WHAT IS NEEDED |
Nothing but the lines from the one containing "Task: point out each instance of the stone archway" through the end of the data below may appear in the response, each one exact.

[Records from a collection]

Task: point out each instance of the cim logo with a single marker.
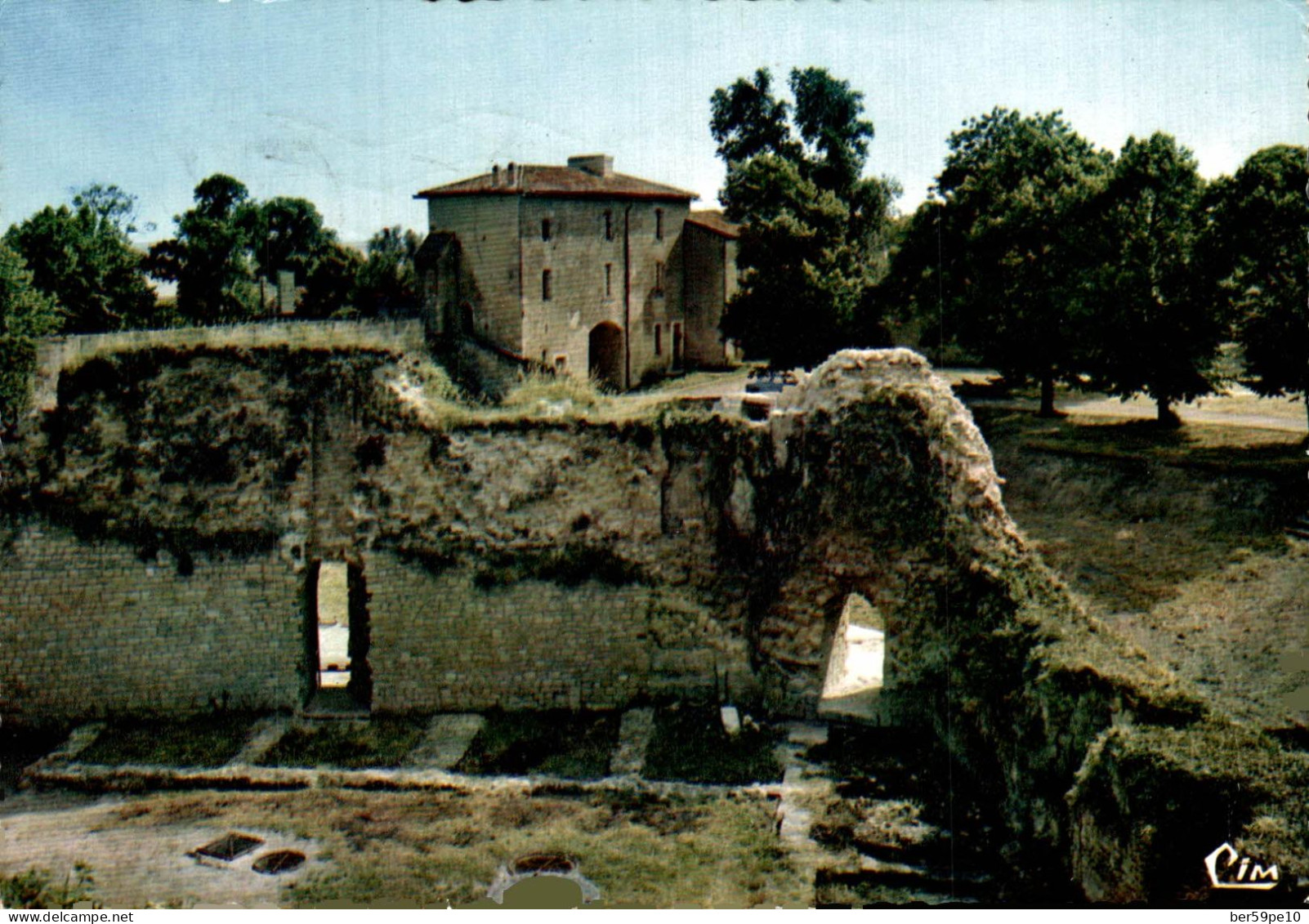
(1228, 869)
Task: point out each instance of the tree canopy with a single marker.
(999, 248)
(1154, 330)
(813, 226)
(230, 248)
(83, 258)
(26, 313)
(387, 279)
(1253, 250)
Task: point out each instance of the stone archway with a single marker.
(605, 354)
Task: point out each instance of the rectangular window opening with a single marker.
(333, 618)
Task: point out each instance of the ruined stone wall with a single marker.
(91, 628)
(65, 352)
(536, 563)
(457, 641)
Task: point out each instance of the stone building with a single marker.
(579, 269)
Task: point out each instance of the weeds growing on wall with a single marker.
(207, 739)
(42, 889)
(571, 565)
(380, 743)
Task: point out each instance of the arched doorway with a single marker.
(605, 354)
(856, 664)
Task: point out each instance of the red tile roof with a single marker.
(533, 180)
(711, 219)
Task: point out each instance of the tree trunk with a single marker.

WRITTEN SOLUTION |
Task: point out each instance of the stone archway with a single marker.
(605, 354)
Task: point out each instance of the rectangular window opening with a single marker.
(333, 618)
Task: point out each instance of the ruined stone wall with a single marker.
(91, 628)
(65, 352)
(536, 563)
(457, 641)
Task: point out each instance of the stone building with a single marker.
(579, 269)
Task: point out each instance of the weeds growing on wall with a single marker.
(207, 739)
(42, 889)
(571, 565)
(380, 743)
Task: point out each instance of the arched doorway with a single marker.
(605, 354)
(856, 664)
Task: point out each instance of the red tile roof with a single marker.
(533, 180)
(711, 219)
Task: point out each instance of the tree trunk with a single marker.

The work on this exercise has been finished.